THE EXERCISE => Reproduce every row below verbatim, keeping each line unchanged and in its original order.

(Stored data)
----

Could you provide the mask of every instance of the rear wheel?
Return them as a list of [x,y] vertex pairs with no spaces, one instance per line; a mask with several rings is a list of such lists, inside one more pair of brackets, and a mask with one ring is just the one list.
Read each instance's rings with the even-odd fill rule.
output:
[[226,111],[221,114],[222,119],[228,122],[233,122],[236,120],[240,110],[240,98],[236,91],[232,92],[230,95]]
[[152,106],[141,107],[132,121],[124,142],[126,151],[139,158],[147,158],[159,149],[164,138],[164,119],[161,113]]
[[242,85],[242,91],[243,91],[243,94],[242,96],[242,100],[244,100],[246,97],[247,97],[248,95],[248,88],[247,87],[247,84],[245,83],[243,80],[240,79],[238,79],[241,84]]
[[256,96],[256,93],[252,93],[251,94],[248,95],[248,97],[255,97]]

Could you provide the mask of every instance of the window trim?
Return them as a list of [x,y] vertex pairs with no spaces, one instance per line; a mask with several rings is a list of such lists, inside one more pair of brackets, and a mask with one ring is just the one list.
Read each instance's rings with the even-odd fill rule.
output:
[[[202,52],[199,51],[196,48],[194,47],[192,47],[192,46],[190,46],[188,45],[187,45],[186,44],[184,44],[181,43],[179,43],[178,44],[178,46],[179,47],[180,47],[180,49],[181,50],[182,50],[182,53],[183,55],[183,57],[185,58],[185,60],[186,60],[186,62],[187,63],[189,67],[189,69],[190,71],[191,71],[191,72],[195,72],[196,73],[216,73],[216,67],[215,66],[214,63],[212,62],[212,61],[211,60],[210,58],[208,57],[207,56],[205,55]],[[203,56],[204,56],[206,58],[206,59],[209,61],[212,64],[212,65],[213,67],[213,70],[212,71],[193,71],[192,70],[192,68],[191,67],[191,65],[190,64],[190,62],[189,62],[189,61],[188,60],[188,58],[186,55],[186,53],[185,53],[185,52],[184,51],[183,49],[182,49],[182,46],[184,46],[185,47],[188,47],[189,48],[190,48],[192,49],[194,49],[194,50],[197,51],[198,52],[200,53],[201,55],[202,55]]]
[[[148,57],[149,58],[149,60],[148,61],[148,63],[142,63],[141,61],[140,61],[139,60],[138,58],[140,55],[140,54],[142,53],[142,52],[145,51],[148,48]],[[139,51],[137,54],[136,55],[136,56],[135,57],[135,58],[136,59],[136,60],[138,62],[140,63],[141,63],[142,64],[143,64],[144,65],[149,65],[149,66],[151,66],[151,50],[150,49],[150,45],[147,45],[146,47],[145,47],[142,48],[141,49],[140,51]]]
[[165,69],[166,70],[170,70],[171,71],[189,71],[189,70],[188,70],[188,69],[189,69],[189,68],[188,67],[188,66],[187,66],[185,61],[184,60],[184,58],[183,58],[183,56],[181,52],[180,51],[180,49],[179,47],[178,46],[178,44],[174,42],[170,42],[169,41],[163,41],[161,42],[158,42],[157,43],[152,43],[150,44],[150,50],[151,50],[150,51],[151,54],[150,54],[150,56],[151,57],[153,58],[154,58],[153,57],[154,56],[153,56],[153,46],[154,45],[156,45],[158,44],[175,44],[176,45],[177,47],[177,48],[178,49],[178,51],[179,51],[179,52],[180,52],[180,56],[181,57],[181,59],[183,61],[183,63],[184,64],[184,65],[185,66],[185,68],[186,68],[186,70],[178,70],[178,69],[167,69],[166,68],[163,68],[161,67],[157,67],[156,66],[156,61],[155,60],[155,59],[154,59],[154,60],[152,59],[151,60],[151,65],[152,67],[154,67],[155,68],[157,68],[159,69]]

----

WRITTEN RESPONSE =>
Could you provide the mask of every instance of the rear wheel?
Return them as a list of [x,y] vertex pairs with no spaces, one instance per line; a mask with several rings is a list of such lists, inside one more pair of brackets, and a mask with one ring is just the one list.
Read each instance's rings with the even-odd fill rule.
output:
[[226,111],[221,114],[222,119],[228,122],[233,122],[236,120],[240,110],[240,98],[236,91],[232,92],[230,95]]
[[152,106],[141,107],[132,121],[124,142],[126,151],[139,158],[147,158],[159,149],[164,138],[164,119],[161,113]]
[[242,85],[242,91],[243,91],[243,94],[242,96],[242,100],[244,100],[246,97],[247,97],[248,95],[248,88],[247,87],[247,84],[245,83],[243,80],[240,79],[238,79],[241,84]]
[[256,96],[256,93],[252,93],[251,94],[248,95],[248,97],[255,97]]

Could you provide the mask of every instance of the window trim?
Return them as a list of [x,y] vertex pairs with no spaces, one instance per line; a mask with several rings is a list of such lists, inside one more pair of brackets, and a mask with one ring is just the one list.
Read each instance's rings with the even-odd fill rule.
output:
[[[202,52],[199,51],[196,48],[194,47],[192,47],[192,46],[190,46],[188,45],[187,45],[186,44],[184,44],[181,43],[179,43],[178,44],[178,46],[179,47],[180,47],[180,49],[181,50],[182,50],[182,53],[183,55],[183,57],[185,58],[185,60],[186,60],[186,62],[187,63],[189,67],[189,69],[190,71],[191,71],[191,72],[195,72],[196,73],[216,73],[216,67],[215,66],[214,63],[212,62],[212,61],[211,60],[210,58],[208,57],[207,56],[205,55]],[[203,56],[204,56],[206,58],[206,59],[209,61],[212,64],[212,65],[213,67],[213,70],[212,71],[193,71],[192,70],[192,68],[191,67],[191,65],[190,64],[190,62],[189,62],[189,61],[188,60],[188,58],[186,55],[186,53],[185,53],[185,52],[184,51],[183,49],[182,49],[182,46],[184,46],[185,47],[188,47],[189,48],[190,48],[192,49],[194,49],[194,50],[197,51],[198,52],[200,53],[201,55],[202,55]]]
[[[148,57],[149,58],[149,60],[148,61],[148,63],[142,63],[141,61],[140,61],[139,60],[138,58],[140,55],[140,54],[142,53],[142,52],[145,51],[148,48]],[[139,51],[137,54],[136,55],[136,56],[135,57],[135,58],[136,59],[136,60],[138,62],[140,63],[141,63],[142,64],[143,64],[144,65],[149,65],[149,66],[151,66],[151,50],[150,49],[150,45],[147,45],[146,47],[145,47],[142,48],[141,49],[140,51]]]
[[165,69],[166,70],[170,70],[171,71],[189,71],[189,70],[188,70],[188,69],[189,69],[189,68],[188,67],[188,66],[187,66],[185,61],[184,60],[184,58],[183,58],[183,56],[181,52],[180,51],[180,49],[179,47],[178,46],[178,44],[174,42],[170,42],[169,41],[163,41],[161,42],[158,42],[157,43],[152,43],[150,44],[150,50],[151,50],[150,51],[151,54],[150,54],[150,56],[151,57],[153,58],[154,58],[153,57],[154,56],[153,56],[153,46],[154,45],[156,45],[158,44],[175,44],[176,45],[177,47],[177,48],[178,49],[178,51],[179,51],[179,52],[180,52],[180,56],[181,57],[181,59],[183,61],[183,63],[184,64],[184,65],[185,66],[185,68],[186,68],[186,70],[178,70],[178,69],[167,69],[166,68],[163,68],[161,67],[157,67],[156,66],[156,61],[155,60],[155,59],[154,59],[154,60],[152,59],[151,60],[151,65],[152,67],[154,67],[155,68],[157,68],[159,69]]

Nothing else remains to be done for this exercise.